---- Exercise materials
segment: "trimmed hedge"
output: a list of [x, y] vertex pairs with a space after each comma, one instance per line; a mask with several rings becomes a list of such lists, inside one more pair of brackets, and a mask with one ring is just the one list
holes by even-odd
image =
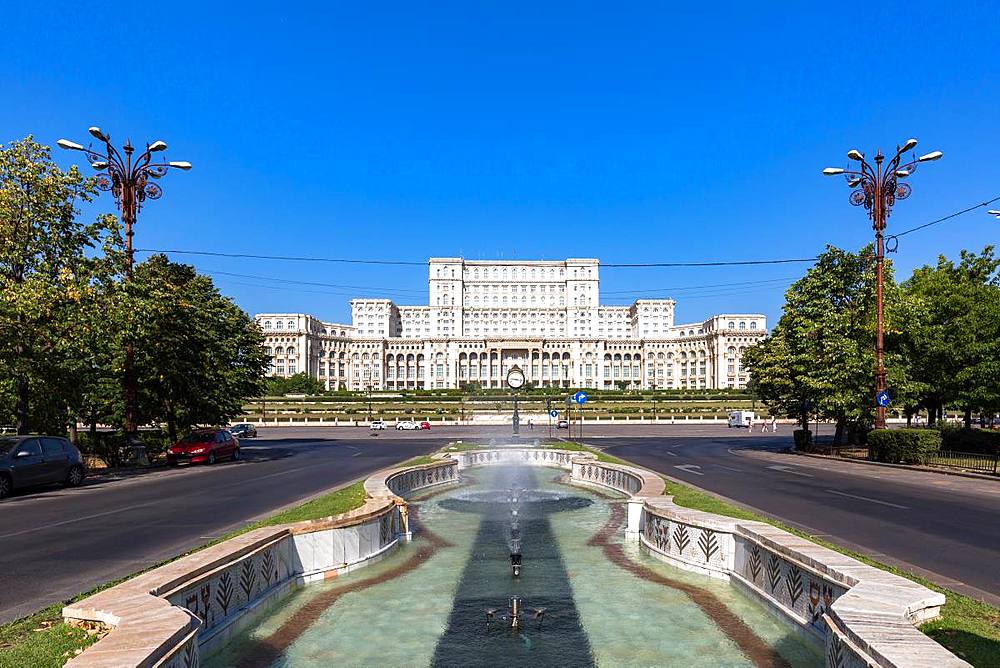
[[812, 432], [808, 429], [796, 429], [792, 432], [792, 438], [795, 439], [796, 450], [806, 450], [812, 441]]
[[1000, 432], [947, 427], [941, 431], [941, 449], [995, 455], [1000, 451]]
[[868, 455], [876, 462], [925, 464], [941, 449], [934, 429], [876, 429], [868, 434]]

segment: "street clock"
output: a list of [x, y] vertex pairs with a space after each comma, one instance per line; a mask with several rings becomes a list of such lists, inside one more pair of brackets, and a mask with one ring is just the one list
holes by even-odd
[[507, 372], [507, 387], [512, 390], [524, 387], [524, 372], [520, 368], [514, 367]]

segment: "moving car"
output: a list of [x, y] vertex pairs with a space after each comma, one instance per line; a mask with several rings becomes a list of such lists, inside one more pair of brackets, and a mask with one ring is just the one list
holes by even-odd
[[368, 425], [368, 428], [373, 430], [385, 429], [385, 422], [382, 420], [372, 420], [372, 423]]
[[559, 422], [556, 422], [556, 429], [569, 429], [569, 420], [559, 420]]
[[0, 499], [30, 485], [76, 487], [86, 469], [83, 456], [60, 436], [0, 437]]
[[412, 431], [414, 429], [420, 429], [420, 425], [413, 420], [404, 420], [403, 422], [396, 423], [396, 429]]
[[421, 429], [430, 429], [431, 428], [431, 423], [427, 422], [426, 420], [424, 420], [423, 422], [420, 423], [420, 428]]
[[214, 464], [240, 458], [240, 442], [228, 429], [195, 429], [167, 448], [167, 465]]
[[249, 422], [240, 422], [230, 427], [229, 433], [236, 438], [257, 438], [257, 427]]
[[729, 428], [749, 427], [757, 421], [757, 416], [753, 411], [730, 411]]

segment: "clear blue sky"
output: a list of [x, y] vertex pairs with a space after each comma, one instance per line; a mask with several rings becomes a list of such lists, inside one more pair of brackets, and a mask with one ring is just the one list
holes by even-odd
[[[820, 170], [910, 136], [945, 157], [914, 175], [891, 228], [1000, 195], [997, 3], [671, 4], [9, 3], [0, 141], [83, 141], [93, 124], [166, 140], [195, 167], [142, 212], [144, 248], [811, 257], [871, 235]], [[998, 239], [1000, 221], [970, 213], [904, 238], [895, 260], [908, 275]], [[250, 312], [426, 303], [424, 267], [174, 259]], [[681, 320], [773, 322], [777, 279], [804, 270], [606, 269], [602, 293], [665, 289]]]

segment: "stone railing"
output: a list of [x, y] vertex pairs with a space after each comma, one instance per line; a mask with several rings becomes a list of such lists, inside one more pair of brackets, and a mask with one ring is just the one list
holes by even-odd
[[650, 553], [733, 582], [823, 639], [829, 668], [967, 666], [914, 624], [943, 594], [764, 522], [736, 520], [647, 499], [641, 535]]
[[458, 462], [458, 468], [469, 466], [554, 466], [567, 471], [578, 457], [593, 458], [589, 453], [551, 448], [504, 446], [497, 449], [463, 450], [447, 456]]
[[365, 481], [363, 506], [322, 520], [255, 529], [63, 608], [69, 622], [110, 633], [73, 668], [197, 666], [291, 589], [372, 563], [409, 535], [411, 492], [458, 479], [456, 462], [386, 469]]

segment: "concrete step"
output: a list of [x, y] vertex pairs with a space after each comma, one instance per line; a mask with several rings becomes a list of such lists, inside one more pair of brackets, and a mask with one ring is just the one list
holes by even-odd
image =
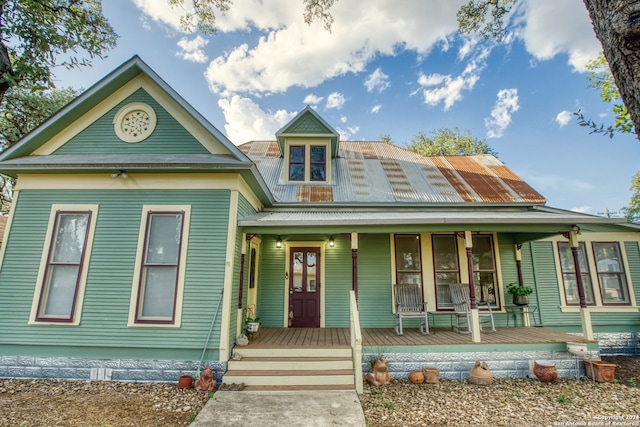
[[332, 370], [353, 369], [348, 357], [243, 357], [230, 360], [229, 370]]
[[227, 371], [222, 379], [226, 384], [245, 386], [337, 386], [355, 388], [353, 369], [321, 371]]
[[351, 357], [350, 347], [243, 347], [235, 346], [234, 353], [245, 357]]

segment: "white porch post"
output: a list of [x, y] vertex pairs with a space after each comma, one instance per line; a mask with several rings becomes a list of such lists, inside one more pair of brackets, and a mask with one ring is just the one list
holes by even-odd
[[476, 303], [476, 286], [473, 282], [473, 237], [470, 230], [464, 232], [464, 246], [467, 250], [467, 269], [469, 273], [469, 299], [471, 309], [471, 341], [480, 342], [480, 315]]
[[571, 245], [571, 254], [573, 255], [573, 265], [576, 272], [576, 283], [578, 285], [578, 298], [580, 299], [580, 319], [582, 320], [582, 333], [587, 340], [593, 340], [593, 326], [591, 325], [591, 312], [584, 297], [584, 284], [582, 283], [582, 274], [580, 271], [580, 258], [578, 257], [578, 231], [576, 226], [569, 232], [569, 244]]
[[238, 313], [236, 318], [236, 337], [242, 332], [242, 324], [244, 319], [242, 318], [242, 293], [244, 287], [244, 259], [247, 255], [247, 234], [242, 233], [242, 243], [240, 249], [240, 286], [238, 290]]
[[351, 290], [358, 302], [358, 233], [351, 233]]

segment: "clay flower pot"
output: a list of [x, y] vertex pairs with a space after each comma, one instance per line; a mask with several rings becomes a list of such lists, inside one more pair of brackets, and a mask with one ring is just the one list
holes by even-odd
[[411, 381], [414, 384], [422, 384], [424, 382], [424, 374], [420, 371], [410, 372], [409, 381]]
[[558, 379], [558, 369], [556, 365], [543, 365], [533, 362], [533, 373], [543, 383], [551, 383]]
[[191, 375], [183, 375], [178, 378], [178, 388], [191, 388], [193, 377]]

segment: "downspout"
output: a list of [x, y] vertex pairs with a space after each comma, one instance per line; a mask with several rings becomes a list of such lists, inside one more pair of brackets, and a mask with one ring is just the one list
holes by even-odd
[[358, 302], [358, 233], [351, 233], [351, 289]]
[[591, 312], [587, 306], [584, 296], [584, 283], [582, 282], [582, 271], [580, 270], [580, 258], [578, 256], [578, 231], [580, 227], [574, 225], [569, 232], [569, 244], [571, 245], [571, 255], [573, 255], [573, 266], [576, 272], [576, 284], [578, 286], [578, 298], [580, 299], [580, 320], [582, 321], [582, 333], [584, 338], [593, 341], [593, 325], [591, 324]]

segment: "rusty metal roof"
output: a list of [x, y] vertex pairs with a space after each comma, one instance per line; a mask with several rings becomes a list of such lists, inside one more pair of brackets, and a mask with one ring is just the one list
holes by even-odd
[[299, 204], [544, 204], [546, 199], [491, 155], [425, 157], [384, 141], [340, 141], [326, 184], [288, 183], [276, 141], [240, 148], [273, 196]]

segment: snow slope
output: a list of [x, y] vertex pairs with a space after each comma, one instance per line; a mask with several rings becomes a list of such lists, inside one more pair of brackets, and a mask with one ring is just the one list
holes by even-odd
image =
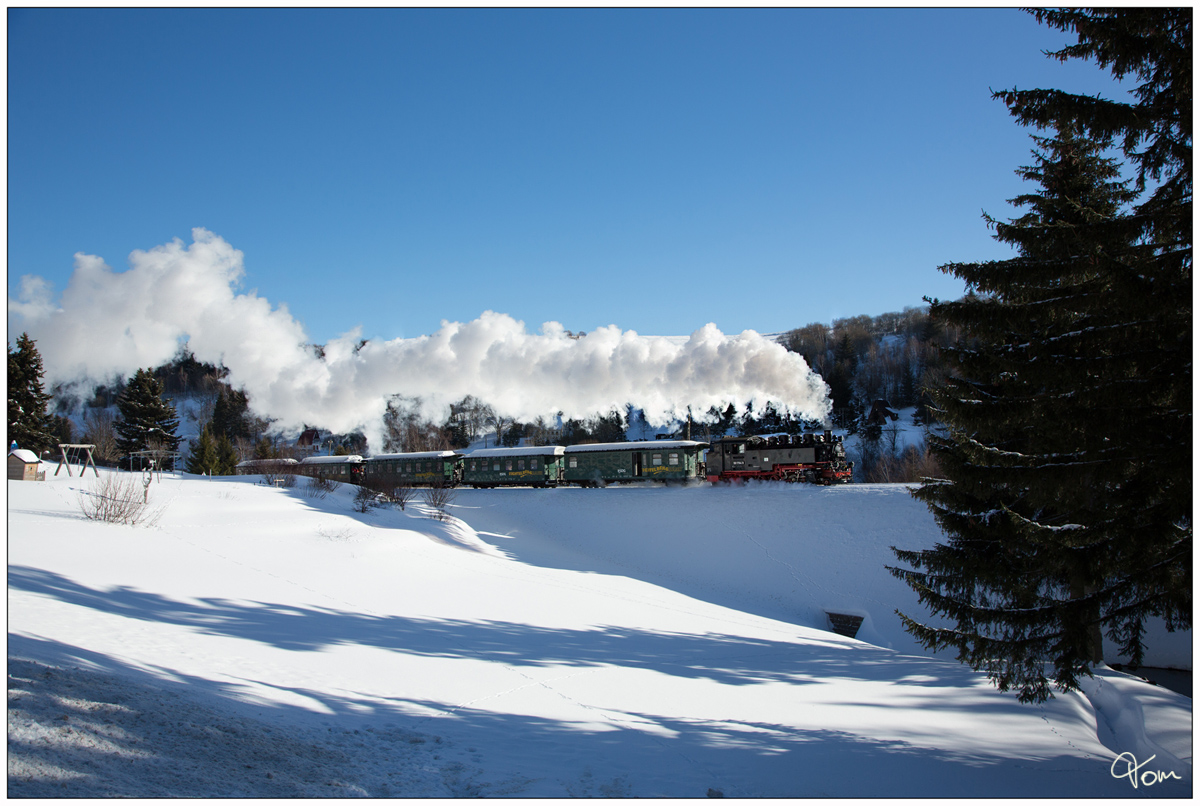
--------
**Problem statement:**
Find the number of lines in the material above that contain the word "segment"; write that number and nothing else.

**Answer to this task:**
11